Apart from the pictures, every part of the records below gets retyped exactly.

=== Begin Enclosure ===

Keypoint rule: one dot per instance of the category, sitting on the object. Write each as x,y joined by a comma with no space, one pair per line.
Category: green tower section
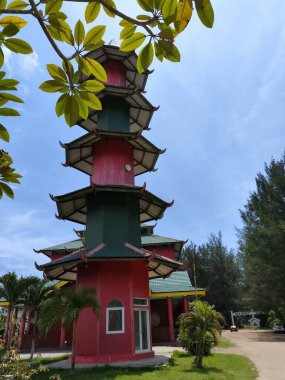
112,219
115,115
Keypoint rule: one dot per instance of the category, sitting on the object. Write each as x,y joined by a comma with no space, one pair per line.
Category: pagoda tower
112,207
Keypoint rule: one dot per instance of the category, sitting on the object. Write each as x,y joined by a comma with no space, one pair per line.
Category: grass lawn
216,367
225,343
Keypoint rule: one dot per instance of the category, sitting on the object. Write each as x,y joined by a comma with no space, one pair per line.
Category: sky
221,117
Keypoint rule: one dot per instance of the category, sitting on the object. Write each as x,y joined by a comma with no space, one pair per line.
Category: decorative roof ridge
142,251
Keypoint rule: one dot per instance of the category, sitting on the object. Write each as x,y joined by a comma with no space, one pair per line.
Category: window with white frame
115,321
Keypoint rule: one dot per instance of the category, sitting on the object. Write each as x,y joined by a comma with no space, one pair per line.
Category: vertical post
15,321
22,327
7,325
62,337
170,319
185,305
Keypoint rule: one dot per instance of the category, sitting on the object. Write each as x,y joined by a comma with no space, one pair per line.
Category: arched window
115,321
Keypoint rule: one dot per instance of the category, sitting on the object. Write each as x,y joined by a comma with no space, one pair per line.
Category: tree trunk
73,344
10,328
34,334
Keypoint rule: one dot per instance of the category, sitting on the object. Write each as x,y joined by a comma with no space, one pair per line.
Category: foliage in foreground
216,367
152,31
10,365
262,240
65,305
216,269
199,330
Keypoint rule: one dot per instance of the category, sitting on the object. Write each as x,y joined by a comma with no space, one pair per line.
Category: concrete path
263,347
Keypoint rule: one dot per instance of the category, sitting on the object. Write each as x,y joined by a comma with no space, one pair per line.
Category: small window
115,323
140,301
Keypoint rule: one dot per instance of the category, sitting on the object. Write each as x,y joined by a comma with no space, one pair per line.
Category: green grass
225,343
216,367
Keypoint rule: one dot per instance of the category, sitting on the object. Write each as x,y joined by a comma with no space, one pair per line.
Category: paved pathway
264,348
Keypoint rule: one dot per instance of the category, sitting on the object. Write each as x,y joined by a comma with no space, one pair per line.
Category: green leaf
53,6
52,86
183,15
8,112
3,4
107,11
4,134
145,58
10,97
169,51
10,30
94,35
18,46
146,5
168,10
7,190
60,104
92,100
17,5
127,31
92,10
91,85
1,57
79,32
133,42
18,21
57,73
82,106
97,70
71,110
205,12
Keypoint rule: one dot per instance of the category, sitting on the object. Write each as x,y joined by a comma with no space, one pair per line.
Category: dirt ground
263,347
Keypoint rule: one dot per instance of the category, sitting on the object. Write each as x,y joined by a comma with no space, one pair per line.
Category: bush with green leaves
199,330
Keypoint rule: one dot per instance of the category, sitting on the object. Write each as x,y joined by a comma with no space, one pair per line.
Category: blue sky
221,117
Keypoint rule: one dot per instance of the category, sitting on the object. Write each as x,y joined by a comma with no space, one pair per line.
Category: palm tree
195,325
34,298
12,289
66,305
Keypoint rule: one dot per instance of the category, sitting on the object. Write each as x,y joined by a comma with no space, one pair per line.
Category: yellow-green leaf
10,97
108,11
145,58
94,35
7,190
60,105
53,6
92,100
8,112
169,51
71,110
183,15
91,85
17,5
127,31
146,5
92,10
4,134
205,12
79,32
82,106
56,72
133,42
168,10
52,86
20,22
18,46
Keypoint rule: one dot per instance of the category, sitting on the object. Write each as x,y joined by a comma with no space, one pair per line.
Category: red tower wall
109,160
114,280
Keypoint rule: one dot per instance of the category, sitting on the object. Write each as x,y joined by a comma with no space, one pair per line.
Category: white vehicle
277,327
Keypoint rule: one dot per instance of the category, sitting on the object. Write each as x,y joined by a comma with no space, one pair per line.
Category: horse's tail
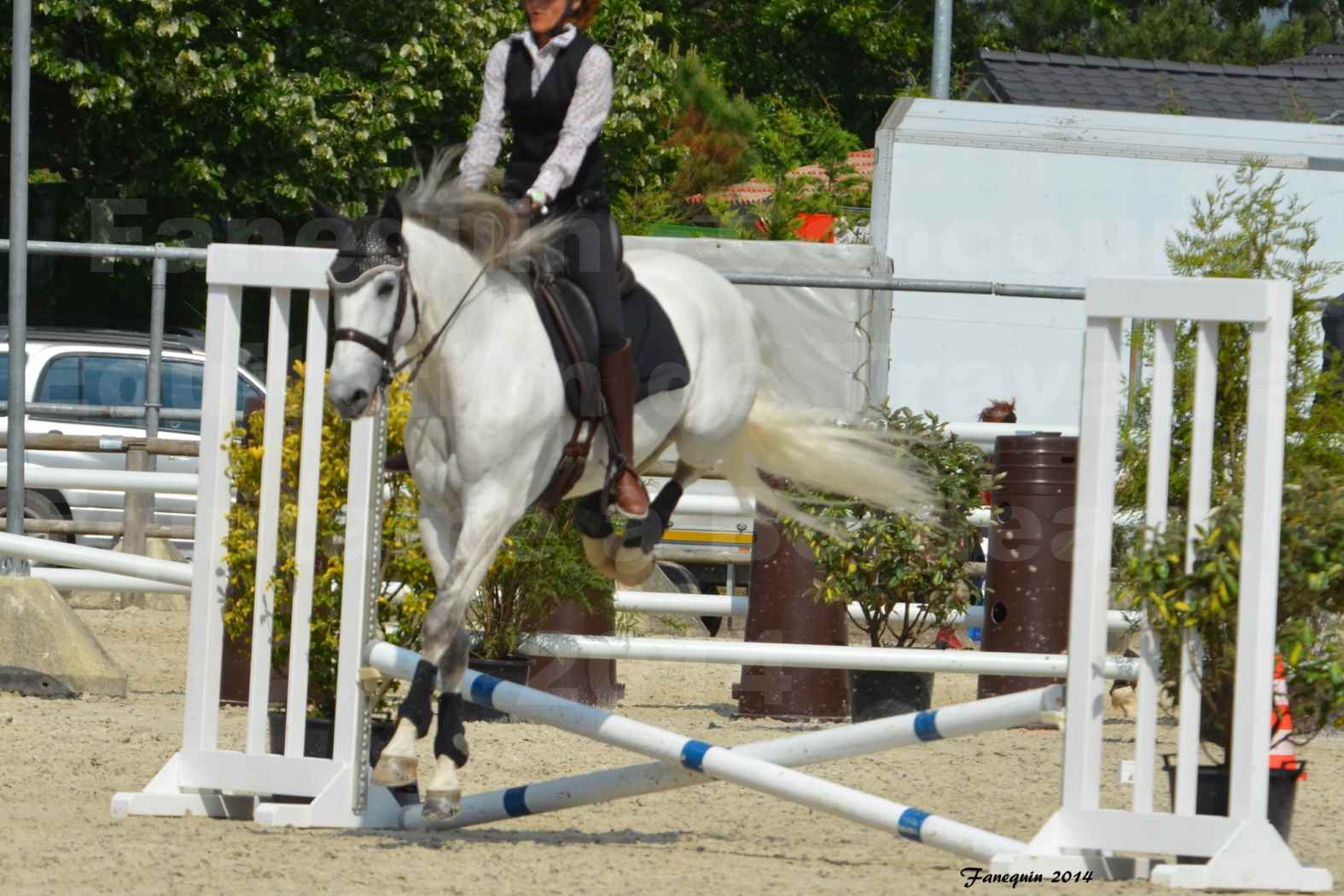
823,451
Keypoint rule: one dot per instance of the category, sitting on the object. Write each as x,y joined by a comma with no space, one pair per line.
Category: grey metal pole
18,271
154,376
941,81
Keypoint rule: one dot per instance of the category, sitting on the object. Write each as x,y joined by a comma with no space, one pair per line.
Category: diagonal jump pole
675,753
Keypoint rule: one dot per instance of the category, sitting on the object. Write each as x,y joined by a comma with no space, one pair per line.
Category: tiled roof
759,191
1290,91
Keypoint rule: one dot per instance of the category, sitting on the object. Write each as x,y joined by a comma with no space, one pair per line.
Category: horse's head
374,309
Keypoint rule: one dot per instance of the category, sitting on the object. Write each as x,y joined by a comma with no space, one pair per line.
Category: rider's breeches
591,261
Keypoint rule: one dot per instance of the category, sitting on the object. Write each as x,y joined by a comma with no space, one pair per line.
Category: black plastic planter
878,695
1211,795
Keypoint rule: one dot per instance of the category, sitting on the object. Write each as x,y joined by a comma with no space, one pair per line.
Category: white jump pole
733,766
93,580
801,750
806,656
77,555
715,605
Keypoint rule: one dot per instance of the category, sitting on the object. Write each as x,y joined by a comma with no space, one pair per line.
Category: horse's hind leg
635,558
398,763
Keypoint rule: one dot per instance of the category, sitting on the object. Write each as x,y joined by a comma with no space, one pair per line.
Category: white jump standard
800,750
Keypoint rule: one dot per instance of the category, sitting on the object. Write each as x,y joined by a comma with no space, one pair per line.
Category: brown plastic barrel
783,610
1030,563
589,681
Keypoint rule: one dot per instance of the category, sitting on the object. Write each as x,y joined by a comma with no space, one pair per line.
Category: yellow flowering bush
409,583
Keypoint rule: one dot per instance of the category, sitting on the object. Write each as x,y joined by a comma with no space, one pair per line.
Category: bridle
406,296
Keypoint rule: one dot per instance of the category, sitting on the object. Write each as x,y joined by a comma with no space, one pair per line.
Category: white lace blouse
584,121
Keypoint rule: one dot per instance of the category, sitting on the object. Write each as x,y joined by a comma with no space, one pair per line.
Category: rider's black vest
537,121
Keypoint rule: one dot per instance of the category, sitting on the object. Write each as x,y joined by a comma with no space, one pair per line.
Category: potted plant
539,575
1248,229
399,606
907,575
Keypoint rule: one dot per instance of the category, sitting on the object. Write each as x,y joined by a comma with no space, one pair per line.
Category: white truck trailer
979,191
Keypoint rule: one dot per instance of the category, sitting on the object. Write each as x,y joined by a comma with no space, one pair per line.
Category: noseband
383,348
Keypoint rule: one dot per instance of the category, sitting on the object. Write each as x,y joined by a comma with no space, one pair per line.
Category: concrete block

=== End Enclosure ===

### Response
Keypoint rule: one dot per instance of the category, sitting on the object. Write each as x,y joined by a comma with no space, one pair per line.
Category: green tower section
112,219
115,115
Keypoint rule: one dot per instance of the category, sitting on the object. Write each as x,y joined by a comma with no space, one pair per line.
Category: pagoda tower
112,207
Keypoint rule: one dot per instance of the category, sitting on the object. Write each as x,y joined by a comma with no space, one pair per line.
Category: grass lawn
216,367
225,343
Keypoint rule: one dot per instance of the category, sitting on the object. Write each as x,y joined by a comma with no space, one pair per line.
Category: sky
221,117
Keypoint rule: one dot per instance of the category, sitting on the object. Write each as x,y joined by a comma with no space, one pair per line.
Category: decorative roof ridge
142,251
Keypoint rule: one dot per instance of the category, sitting on the object. Write each as x,y joined by a comma with no space, one pair per line.
Category: window with white frame
115,321
Keypoint rule: one dot per instance of the category, sitting on the object. Write each as x,y joined by a comma with no space, one pair per line.
Category: vertical post
15,321
22,327
7,325
62,337
170,319
185,305
Keypoint rule: one dot per instance of the category, sitting on the object. Write each as x,y joined by a comma with no space, one pair per line.
Category: arched window
115,321
Keypoint rule: one dot per instance of the category, sitting on the object. Write each as x,y joined by a comma with no space, one pair per line.
Category: tree trunk
73,344
10,328
34,334
Keypoint rule: one dot per instance of the category, sitting on the object. Write each as x,y joined by a comma with no space, one pair per line.
Category: foliage in foreground
216,367
152,31
10,365
262,240
65,305
216,269
199,330
Keypoint rule: one dot per instance of the category, sitting on the object. Write each as x,y joined by a comma with no space, one pair per line.
Category: concrete path
263,347
Keypoint rule: one dot per instance of the category, sitting on the object. Write each as x,y joined by a comma with no space, one pair per line.
Category: small window
115,323
140,301
Keypoint rule: one dot per instance of the category, sitting on the object. Write each as x,y joined by a comma with no space, one pair per line.
Category: green grass
225,343
216,367
Keypoint rule: one dot per instance of the category, sitting on the object. Write each as x,y joined by a comma with no space, one pair per line.
Category: paved pathway
264,348
Keypoint rule: one dot per instance of the category, sitting on the object. Write each as x,y joined by a comma with no space, one pair per line.
Category: green leaf
53,6
52,86
183,15
8,112
3,4
107,11
4,134
145,58
10,97
169,51
10,30
94,35
18,46
146,5
168,10
7,190
60,104
92,100
17,5
127,31
92,10
91,85
1,57
79,32
133,42
18,21
57,73
82,106
97,70
71,110
205,12
Keypoint rule: one dot per instance of the category, sitting on the object. Write each as x,y joined by a comma with no space, one pair per line.
Category: dirt ground
263,347
Keypoint rule: one dot per instance of the category, sitting on the object. Write each as x,y joined by a comma with no space, one pair per line.
Category: bush with green leaves
199,330
Keypoint rule: one dot per instance of the category, sitting on the object. Write each as x,y joined by a comma with no space, one pair per line.
Category: blue sky
221,117
Keypoint rule: one dot per instance of the category, sitting on the object. Write each as x,y joined by a comma with no space, one pair per line.
Category: palm tree
195,325
34,298
12,289
66,305
Keypoint rule: one dot per instance of the category, sitting on the object. Write each as x,y joined by a comma with no space, one pair per line.
Category: yellow-green leaf
10,97
108,11
145,58
94,35
7,190
60,105
53,6
92,100
8,112
169,51
71,110
183,15
91,85
17,5
127,31
146,5
92,10
4,134
205,12
79,32
82,106
56,72
133,42
168,10
52,86
20,22
18,46
Keypoint rule: one dot per instance of the category, sitting on the object. Write each as x,y joined by a comma with no space, one pair per line.
Category: red tower wall
109,160
114,280
Keypoint rule: one dot per instance of the category, sitting on the object. Write each as x,y joined by a comma with no space, one pair per line.
Category: white vehicle
277,327
Keypoint rule: one dot per instance of the category, sitting on the object. Write each as x,y joined by a comma with no space, one pair per line.
Category: horse's tail
823,451
Keypoint rule: one dot per instance of the category, sitting on the object. Write each as x,y joined by a comma with no space, one pair per line.
Category: grey metal pole
18,271
154,376
941,81
Keypoint rule: one dot per instance of the category, sitting on the object. Write each as x,y joined by a comma with no space, one pair per line.
Category: diagonal jump pole
675,753
Keypoint rule: one dot per instance of the category, sitting on the object. Write each as x,y joined by a comma with no space, one pair per line.
Category: tiled roof
759,191
1290,91
Keypoint rule: one dot per instance of the category, sitting on the object. Write each as x,y joined by a comma with no space, one pair per line.
Category: horse's head
374,309
Keypoint rule: one dot per instance of the category, sitting on the object. Write each as x,y joined by a comma with no space, one pair per line.
Category: rider's breeches
591,261
Keypoint rule: one dot per instance of the category, sitting on the object. Write each as x,y joined by a comma with no space, one pair per line.
Category: black plastic planter
878,695
1211,795
Keypoint rule: one dot per instance of the category, sitting on the object. Write each as x,y joined by a comma with no space, one pair per line.
Category: white jump pole
733,766
93,580
801,750
806,656
77,555
715,605
Keypoint rule: one dot per instance of the category, sitting on the object. Write each as x,y joined by a comma with no space, one pair per line.
Category: horse's hind leg
635,558
398,763
Keypoint rule: one dot per instance of the category, sitting on the object. Write each as x,y joined by a comma with no space, one pair per line.
Category: white jump standard
800,750
Keypoint rule: one dot per instance of the category, sitting on the object. Write each as x,y joined by a comma with no space, one pair per line.
Category: brown plastic barrel
783,610
1030,563
589,681
Keypoint rule: one dot per instance of the category, sitting on the object. Write each as x,y joined by a comma with no space, one pair per line.
Category: yellow flowering bush
409,583
Keypoint rule: one dot per instance of the category, sitting on the object. Write each as x,y joined by a comma with no space, one pair per line.
Category: bridle
406,296
Keypoint rule: one dot per instance of the category, sitting on the object. Write each as x,y joined by a comma with no space, one pair per line.
Category: white lace blouse
584,121
Keypoint rule: one dot per instance of the category, sitting on the object. Write each as x,y joined by a comma with no space, one pair per line.
Category: rider's black vest
537,121
Keypoint rule: one dot per instance of the category, sitting on the object. Write each as x,y joined by a comma with no space, one pair per line.
Category: potted plant
539,575
1248,229
399,606
907,575
Keypoint rule: one dot per instance of the category, sitting on the object. Write each as x,y joined by a comma with no space, one pair per line.
Category: white truck trailer
979,191
Keypoint rule: one dot per instance of the category, sitting on the object. Write each as x,y joined by a comma with no space, one pair per line.
Category: noseband
383,348
Keypoint rule: one dot per instance of the category, sitting on the object. Write each as x,y joined by a comma with no space, one pair per line.
Category: concrete block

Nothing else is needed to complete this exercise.